Problem 1.
Translate this sentence from the blog post on remote home energy assessments into Spanish: "A screening can also help determine what type of specialized contractor should visit."
Problem 2.
According to the blog post on remote home energy assessments, which organization released the report?

Passage provided.
--- START ---

Blog Post

Here to Stay: Remote Home Assessments Prove Popular Option for Energy Upgrades

December 13, 2021

Remote home energy assessments are an excellent alternative to in-person assessments and will likely continue after the pandemic ends, according to a report released today by the American Council for an Energy-Efficient Economy (ACEEE). Well liked by customers, they can expand the reach of energy efficiency and encourage energy-saving upgrades.

Register for the Report Webinar on January 12

In a remote assessment, homeowners typically use their smartphones to walk the energy assessor through the home while the assessor collects data. At the end of the session or during a follow-up phone call a few days later, the assessor goes over the findings and recommendations, usually including a summary report. Customers generally report the process to be convenient, straightforward, and easy, saying they learned more about their homes.

While the idea of remote assessments has been around for some time, it wasn’t until the beginning of the COVID-19 pandemic that they started to become more prevalent. Initially used to continue reaching customers during the pandemic, the remote assessments allowed many efficiency workers to remain employed and showed promise in reducing program costs. Fewer transportation demands and a larger customer base, including formerly hard-to-reach households, can save programs time and money and increase the number of homes assessed.

Combining remote assessments with in-person assessments can be particularly effective when the former are used as a screening tool to determine which, if any, upgrades may be needed before sending a contractor to the home. A screening can also help determine what type of specialized contractor should visit.

Not only are remote assessments convenient for both customers and energy assessors, they create greater customer engagement than in-person ones. Because they require customers to lead the assessor around the home, the process is inherently engaging for homeowners, and the assessor has more opportunities to educate them about their home and recommended upgrades. This direct engagement can increase the likelihood of conversion, or the follow-through on recommendations.

--- END ---

Source information.
--- START ---

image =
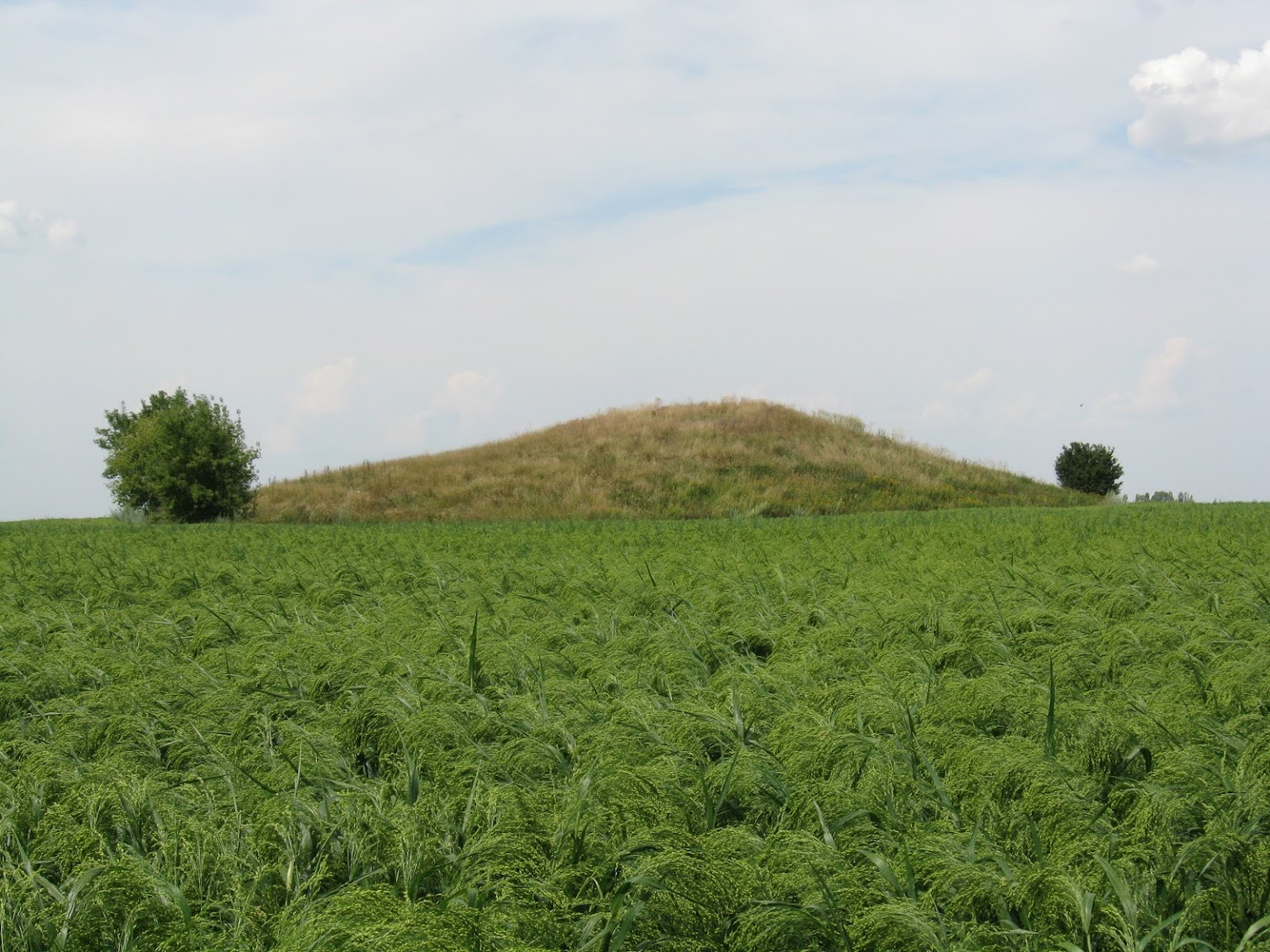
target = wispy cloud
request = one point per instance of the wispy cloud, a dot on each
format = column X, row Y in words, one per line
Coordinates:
column 1196, row 103
column 1156, row 388
column 1141, row 263
column 317, row 393
column 322, row 391
column 945, row 409
column 470, row 395
column 21, row 229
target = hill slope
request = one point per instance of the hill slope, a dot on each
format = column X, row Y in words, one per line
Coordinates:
column 682, row 461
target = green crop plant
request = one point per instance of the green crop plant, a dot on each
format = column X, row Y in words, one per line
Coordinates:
column 995, row 729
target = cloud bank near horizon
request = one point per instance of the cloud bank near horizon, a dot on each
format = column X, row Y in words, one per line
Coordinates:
column 390, row 227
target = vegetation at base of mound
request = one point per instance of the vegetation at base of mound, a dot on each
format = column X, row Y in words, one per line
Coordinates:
column 987, row 729
column 684, row 461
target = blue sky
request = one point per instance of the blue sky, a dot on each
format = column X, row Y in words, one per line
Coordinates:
column 393, row 227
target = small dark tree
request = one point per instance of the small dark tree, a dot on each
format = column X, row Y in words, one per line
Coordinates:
column 178, row 459
column 1089, row 468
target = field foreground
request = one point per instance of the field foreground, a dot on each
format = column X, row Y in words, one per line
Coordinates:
column 995, row 729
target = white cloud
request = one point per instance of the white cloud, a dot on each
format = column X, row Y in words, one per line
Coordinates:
column 322, row 391
column 938, row 410
column 1139, row 264
column 1194, row 102
column 1154, row 390
column 63, row 235
column 11, row 226
column 969, row 385
column 18, row 225
column 470, row 393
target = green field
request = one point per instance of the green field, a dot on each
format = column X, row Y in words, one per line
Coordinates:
column 992, row 729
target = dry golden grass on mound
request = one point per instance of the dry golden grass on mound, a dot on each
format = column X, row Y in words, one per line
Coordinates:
column 742, row 457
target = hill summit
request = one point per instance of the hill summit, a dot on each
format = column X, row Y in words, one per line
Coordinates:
column 737, row 457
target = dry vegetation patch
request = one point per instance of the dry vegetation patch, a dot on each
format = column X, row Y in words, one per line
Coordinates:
column 684, row 461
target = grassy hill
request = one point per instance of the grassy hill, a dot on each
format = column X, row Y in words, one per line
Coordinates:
column 684, row 461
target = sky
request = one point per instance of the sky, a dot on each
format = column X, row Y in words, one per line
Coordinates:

--- END ---

Task result 1.
Una evaluación preliminar también puede ayudar a determinar qué tipo de contratista especializado debería realizar la visita.

Task result 2.
The American Council for an Energy-Efficient Economy (ACEEE).